**Trecho do documento:**

No Terreiro, a chamada comida de Orixá obedece a prescrições complexas constituídas ao longo do tempo e redefinidas a cada momento, de acordo com a função que de desempenhar ou à "realidade" que deseje instaurar ou dialogar. Tudo isso é expresso nas múltiplas formas, maneiras e diferentes modos de preparar, fazer ou de "tratar" os ingredientes.
Comida é sacrifício, ebó no seu sentido mais amplo, mola propulsora que conduz e leva o Axé. Daí sua intima relação com Exu, àquele que come tudo, encarregado de sua distribuição no mundo. O sacrifício é, assim, indispensável para viver, pois nada se sustenta sem esta troca de força, de energia, sem essa reposição, num universo onde tudo é dinâmico e nada acontece por acaso. Onde até a folha que se desprende da árvore um por que preciso.
Através da comida oferecida aos Orixá, se estabelece relações entre o devoto, a comunidade e o Orixá. É sobretudo nas Festas que se desenrolam ocultamente aos olhos dos de fora, que podem levar meses e festas que são feitas para os de fora, realizadas no barracão, tornadas publicas, onde em algumas delas, são exibidas a maior quantidade possível de comidas servidas aos Orixás (...), (...) distribuindo, assim, aos presentes a sua força máxima.

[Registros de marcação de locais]
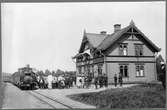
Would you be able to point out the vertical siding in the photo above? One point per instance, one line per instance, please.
(112, 68)
(95, 70)
(147, 51)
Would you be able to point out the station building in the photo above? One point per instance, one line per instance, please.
(126, 51)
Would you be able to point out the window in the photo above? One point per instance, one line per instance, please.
(123, 49)
(139, 70)
(124, 70)
(100, 69)
(138, 49)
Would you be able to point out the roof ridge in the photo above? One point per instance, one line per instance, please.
(112, 35)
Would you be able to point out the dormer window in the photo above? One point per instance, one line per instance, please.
(138, 49)
(123, 49)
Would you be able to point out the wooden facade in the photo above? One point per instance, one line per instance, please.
(127, 51)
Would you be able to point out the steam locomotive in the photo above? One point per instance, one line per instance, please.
(25, 79)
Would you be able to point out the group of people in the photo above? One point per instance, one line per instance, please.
(99, 81)
(51, 82)
(84, 82)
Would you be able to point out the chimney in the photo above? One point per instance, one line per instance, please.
(117, 27)
(103, 32)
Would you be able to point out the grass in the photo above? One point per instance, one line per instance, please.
(139, 96)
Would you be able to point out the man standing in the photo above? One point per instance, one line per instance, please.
(96, 82)
(105, 80)
(115, 80)
(120, 79)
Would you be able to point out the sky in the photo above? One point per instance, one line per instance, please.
(47, 35)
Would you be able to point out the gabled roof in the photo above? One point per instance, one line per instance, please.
(95, 39)
(112, 38)
(104, 41)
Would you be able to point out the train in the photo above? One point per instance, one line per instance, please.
(25, 79)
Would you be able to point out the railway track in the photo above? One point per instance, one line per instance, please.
(53, 103)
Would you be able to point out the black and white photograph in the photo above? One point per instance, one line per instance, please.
(83, 55)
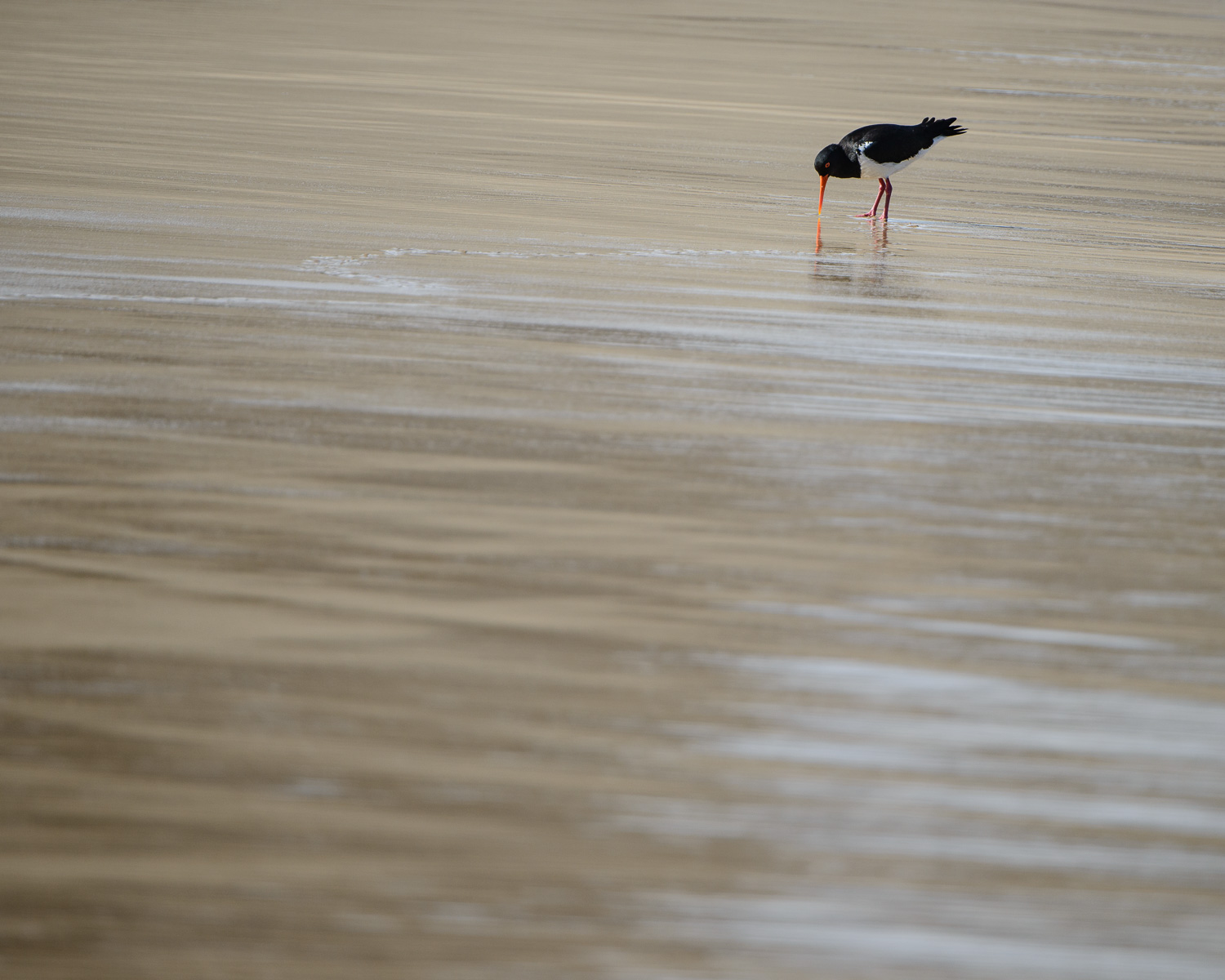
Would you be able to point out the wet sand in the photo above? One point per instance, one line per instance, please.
(456, 524)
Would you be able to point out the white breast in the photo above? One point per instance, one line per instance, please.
(870, 168)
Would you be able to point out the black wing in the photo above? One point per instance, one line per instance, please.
(889, 144)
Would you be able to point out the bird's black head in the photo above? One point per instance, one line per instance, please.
(833, 162)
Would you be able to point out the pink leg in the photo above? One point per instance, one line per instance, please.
(879, 193)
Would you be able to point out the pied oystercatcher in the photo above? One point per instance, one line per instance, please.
(880, 151)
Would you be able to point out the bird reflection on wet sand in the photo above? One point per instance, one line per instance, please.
(453, 528)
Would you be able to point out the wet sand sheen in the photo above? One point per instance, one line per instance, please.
(455, 526)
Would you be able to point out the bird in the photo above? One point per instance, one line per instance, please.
(880, 151)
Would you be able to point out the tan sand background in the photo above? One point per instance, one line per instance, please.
(453, 524)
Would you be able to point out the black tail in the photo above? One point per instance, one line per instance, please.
(942, 127)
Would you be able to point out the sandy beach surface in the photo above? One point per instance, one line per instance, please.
(461, 519)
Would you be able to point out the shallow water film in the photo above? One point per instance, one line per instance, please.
(462, 519)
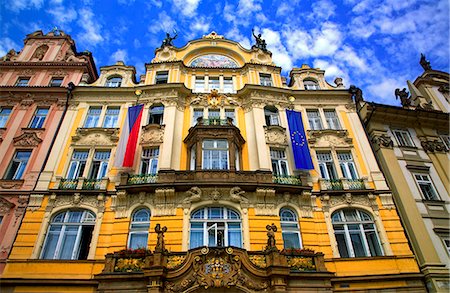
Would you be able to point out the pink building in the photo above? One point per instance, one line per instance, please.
(34, 88)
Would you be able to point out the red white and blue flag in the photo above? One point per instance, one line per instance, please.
(129, 137)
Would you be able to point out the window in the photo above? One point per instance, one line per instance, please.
(149, 161)
(18, 165)
(228, 85)
(332, 119)
(214, 83)
(355, 233)
(99, 166)
(140, 223)
(77, 164)
(271, 114)
(23, 81)
(162, 77)
(279, 162)
(69, 235)
(114, 81)
(290, 229)
(326, 166)
(93, 117)
(39, 118)
(315, 123)
(111, 117)
(4, 115)
(215, 154)
(215, 226)
(347, 165)
(265, 79)
(426, 186)
(56, 81)
(311, 84)
(403, 138)
(199, 84)
(156, 114)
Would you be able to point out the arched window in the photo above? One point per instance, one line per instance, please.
(69, 235)
(271, 114)
(215, 226)
(114, 81)
(156, 114)
(355, 233)
(140, 223)
(290, 229)
(311, 84)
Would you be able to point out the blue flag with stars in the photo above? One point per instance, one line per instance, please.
(302, 156)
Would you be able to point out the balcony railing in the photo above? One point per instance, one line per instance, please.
(290, 180)
(142, 179)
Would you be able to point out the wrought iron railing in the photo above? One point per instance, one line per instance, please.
(142, 179)
(92, 184)
(68, 184)
(290, 180)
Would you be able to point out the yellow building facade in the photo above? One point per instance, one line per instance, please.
(213, 199)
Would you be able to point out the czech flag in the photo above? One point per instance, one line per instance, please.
(129, 137)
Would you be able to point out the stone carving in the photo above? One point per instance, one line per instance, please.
(27, 139)
(160, 246)
(237, 195)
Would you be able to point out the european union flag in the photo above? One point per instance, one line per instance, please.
(300, 148)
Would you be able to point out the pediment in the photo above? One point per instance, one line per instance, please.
(96, 137)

**Suas tarefas:**
1. Extraia dos registros todas as linhas que contêm a palavra "blue", levando em conta a diferença entre maiúsculas e minúsculas.
2. Dê seguimento ao texto sobre a comida de Orixá a partir da última frase apresentada.

**Respostas por tarefa:**
1.
Would you be able to point out the red white and blue flag in the photo above? One point per instance, one line per instance, please.
Would you be able to point out the blue flag with stars in the photo above? One point per instance, one line per instance, please.

2.
Por traz de cada prato ofertado há sempre uma visão de mundo, um por que, que faz com que o comer instaure um sistema de prestações e de contra prestações que englobam a totalidade da vida. (...).
A comida de Orixá difere, assim, das comidas servias no dia-a-dia do terreiro, bem como daquela que são passadas no corpo das pessoas, usadas para "descarregar", limpar, livrar de algum contra-axé.
Em linhas gerais, comida é tudo que se come. Desde a pimenta e o obí que se masca para conversar com o Orixá, ao naco de carne oferecido a este mesmo Orixá, partilhado pelas pessoas. Nesse processo de diferenciação, em que os ingredientes, na sua grande maioria, são os mesmos, muda-se a forma de ritualizar, a elaboração, o cuidado, "o tratamento", a maneira de lidar com o mesmo ingrediente, o sentido impresso e invocado através das palavras de encantamento, cantigas e rezas.
Assim, falar sobre esta comida, suas relações, circunscrevê-la dentro de um espaço, momento, consiste num dos nossos principais desafios. (...).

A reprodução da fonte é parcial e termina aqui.